[Opening Data to process section]

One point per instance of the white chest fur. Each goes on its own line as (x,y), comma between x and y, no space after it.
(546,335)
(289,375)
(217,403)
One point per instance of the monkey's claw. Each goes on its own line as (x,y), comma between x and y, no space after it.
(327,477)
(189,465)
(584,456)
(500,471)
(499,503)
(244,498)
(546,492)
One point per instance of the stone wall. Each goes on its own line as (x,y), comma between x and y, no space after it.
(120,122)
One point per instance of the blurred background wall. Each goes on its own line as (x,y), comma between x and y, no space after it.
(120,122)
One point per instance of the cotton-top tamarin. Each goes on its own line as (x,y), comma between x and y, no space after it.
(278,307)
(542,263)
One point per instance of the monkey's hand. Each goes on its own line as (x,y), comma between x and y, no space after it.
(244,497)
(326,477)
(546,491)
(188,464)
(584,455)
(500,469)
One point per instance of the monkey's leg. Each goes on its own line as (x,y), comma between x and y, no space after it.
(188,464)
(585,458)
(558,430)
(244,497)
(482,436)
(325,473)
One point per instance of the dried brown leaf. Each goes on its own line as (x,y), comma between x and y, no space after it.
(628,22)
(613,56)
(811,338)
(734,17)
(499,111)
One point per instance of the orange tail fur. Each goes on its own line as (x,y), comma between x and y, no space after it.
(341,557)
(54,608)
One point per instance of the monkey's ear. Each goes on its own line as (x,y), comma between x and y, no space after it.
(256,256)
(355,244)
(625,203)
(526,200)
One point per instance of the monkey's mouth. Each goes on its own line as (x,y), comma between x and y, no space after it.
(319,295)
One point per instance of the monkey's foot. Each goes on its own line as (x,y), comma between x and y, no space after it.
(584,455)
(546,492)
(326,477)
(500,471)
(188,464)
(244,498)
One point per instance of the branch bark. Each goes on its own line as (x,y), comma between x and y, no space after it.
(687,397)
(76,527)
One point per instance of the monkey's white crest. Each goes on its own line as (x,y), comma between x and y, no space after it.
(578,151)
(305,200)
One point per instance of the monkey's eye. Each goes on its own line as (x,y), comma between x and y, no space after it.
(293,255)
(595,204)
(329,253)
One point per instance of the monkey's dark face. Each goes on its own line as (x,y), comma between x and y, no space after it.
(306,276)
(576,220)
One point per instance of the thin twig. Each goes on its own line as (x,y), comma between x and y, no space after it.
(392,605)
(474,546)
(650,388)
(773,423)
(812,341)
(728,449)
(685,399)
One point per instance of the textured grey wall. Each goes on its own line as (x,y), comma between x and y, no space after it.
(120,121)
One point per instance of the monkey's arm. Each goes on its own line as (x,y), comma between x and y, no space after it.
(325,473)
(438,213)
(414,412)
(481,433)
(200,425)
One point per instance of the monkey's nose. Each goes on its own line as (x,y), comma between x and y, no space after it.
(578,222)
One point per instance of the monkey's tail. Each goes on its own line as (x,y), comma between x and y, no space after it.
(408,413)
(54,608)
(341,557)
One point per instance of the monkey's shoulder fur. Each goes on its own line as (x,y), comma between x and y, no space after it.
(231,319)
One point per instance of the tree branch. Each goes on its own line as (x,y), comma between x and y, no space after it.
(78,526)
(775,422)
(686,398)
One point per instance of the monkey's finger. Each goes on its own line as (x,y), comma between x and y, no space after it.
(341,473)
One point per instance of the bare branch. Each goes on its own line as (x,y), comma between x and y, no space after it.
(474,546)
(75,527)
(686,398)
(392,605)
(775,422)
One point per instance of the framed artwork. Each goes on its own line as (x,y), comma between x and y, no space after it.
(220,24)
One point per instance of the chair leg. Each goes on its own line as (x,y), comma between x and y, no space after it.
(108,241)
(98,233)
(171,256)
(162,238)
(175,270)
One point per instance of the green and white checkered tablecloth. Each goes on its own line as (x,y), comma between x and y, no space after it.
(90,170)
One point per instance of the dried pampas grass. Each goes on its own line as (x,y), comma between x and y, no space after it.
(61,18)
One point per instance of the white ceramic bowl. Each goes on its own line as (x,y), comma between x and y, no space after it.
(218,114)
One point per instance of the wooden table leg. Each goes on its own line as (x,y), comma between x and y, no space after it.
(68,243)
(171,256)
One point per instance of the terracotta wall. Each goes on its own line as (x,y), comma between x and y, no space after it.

[Closing Data to process section]

*Exercise prompt*. All lines of the data above must be repeated exactly.

*Finished exercise*.
One point per instance of the white chest fur. Each goes on its own line as (x,y), comma between x and y, no space after it.
(546,335)
(289,375)
(217,403)
One point per instance of the monkey's claw. Each goes on its own line as (x,y), comma between x and y, no space after it.
(327,477)
(189,465)
(584,456)
(500,471)
(499,503)
(244,498)
(546,492)
One point per instance of the stone wall. Each goes on its own line as (x,y), comma between x and y, no space after it.
(120,122)
One point per instance of the blurred background wall. Each goes on its own line as (x,y), comma between x and y, no space after it.
(120,122)
One point per instance of the cotton-top tamarin. Each goes on its own line as (x,y), comma between x and y, no space after it.
(278,307)
(542,263)
One point per instance of the monkey's hand. Each goes on its own line as (x,y), comma between x and y, no space after it.
(244,497)
(326,477)
(546,491)
(188,464)
(584,455)
(500,469)
One point per instance of the monkey's leg. Each goes on its own line as (x,y), comma between x and y, no space after it.
(188,464)
(585,458)
(558,430)
(244,497)
(482,436)
(325,473)
One point per instance of the dried brown leaf. Each goes on its own line as (x,y), comma between x and y, no space after it.
(628,22)
(613,56)
(811,338)
(734,17)
(499,111)
One point per instance of the orange tail fur. Each goes on its own line as (x,y), comma between x and y, no space after it.
(341,557)
(54,608)
One point per instance of the monkey's ear. Each goes on its own line as (x,y), comma between x and y, no space after it.
(256,256)
(355,244)
(625,203)
(526,200)
One point per instance of the monkey's mouth. Each goes on its own line as (x,y), comma between x and y, no space after it.
(319,295)
One point per instance of the monkey's foot. Each goes on its own line as (x,y), comma between x and y, no space after it.
(584,455)
(546,492)
(326,477)
(500,471)
(188,464)
(244,498)
One point per instance of the branch bark. Each goes on its own line as (x,y), comma between x and y, no space after it.
(687,397)
(76,527)
One point per instance of the monkey's white crest. Each goes on its own line as (x,y), comma between x and y, no space after it.
(578,151)
(305,200)
One point per instance of the monkey's eye. Each goes on its own line as (x,y), comma between x and y, no space after it.
(293,255)
(595,204)
(329,253)
One point per instance of the monkey's dark face. Each goes on its own line as (x,y), comma between x and y, no space after it.
(306,276)
(576,220)
One point per instance of the thin twig. Each goes on its own line as (x,y), comma between x and y, no space after it.
(392,605)
(474,546)
(650,388)
(773,423)
(812,341)
(728,449)
(685,399)
One point per instance of the textured grey wall. Each goes on its own line as (x,y), comma between x and y, no space after it.
(120,121)
One point per instance of the monkey's arm. Each goes on its own line as (x,y), comma between x and y, no space after it.
(325,473)
(438,213)
(414,412)
(481,433)
(200,425)
One point per instance of the monkey's nose. Each goes on its own line as (x,y), comma between x and y, no space after it.
(578,222)
One point per instance of the monkey's tail. Each goes on its own line as (x,y), comma between x and y, no space after it.
(408,413)
(54,608)
(341,557)
One point per instance of the monkey's shoulder fur. Each goes on its own line as (x,y), comma between x and y, no space after it.
(231,319)
One point per instance of the tree branch. Each goes on its own line as (x,y), comma between x and y, no space after it.
(78,526)
(775,422)
(686,398)
One point per instance of the monkey's finger. Each goes on its own line as (x,y), comma between x and y, no space after it.
(341,473)
One point per instance of the bare branch. Each goes on its own line as (x,y), comma between x and y, no space after it.
(474,546)
(75,527)
(686,398)
(392,605)
(775,422)
One point per instance of the framed artwork. Each goes on its own line as (x,y), comma between x and y, no space after it.
(220,24)
One point per instance of the chair leg. Each goes on its own line as (x,y), comma between x and y, no space after it.
(108,241)
(98,233)
(171,256)
(162,238)
(175,270)
One point per instance of the green and white checkered tablecloth. Each goes on its own line as (x,y), comma between x and y, no space after it.
(90,170)
One point per instance of the dried pampas grass. Each goes on its own line as (x,y), comma between x and y, no space after it.
(61,18)
One point per instance of the white ceramic bowl. Each goes on its own line as (x,y), comma between x and y, no space after it.
(218,114)
One point per instance of the wooden table leg. Each goes on its own line as (x,y), comma between x and y, no space after it.
(68,243)
(171,256)
One point per instance of the terracotta wall. Each goes on its own line as (x,y), comma between x and y, no space after it.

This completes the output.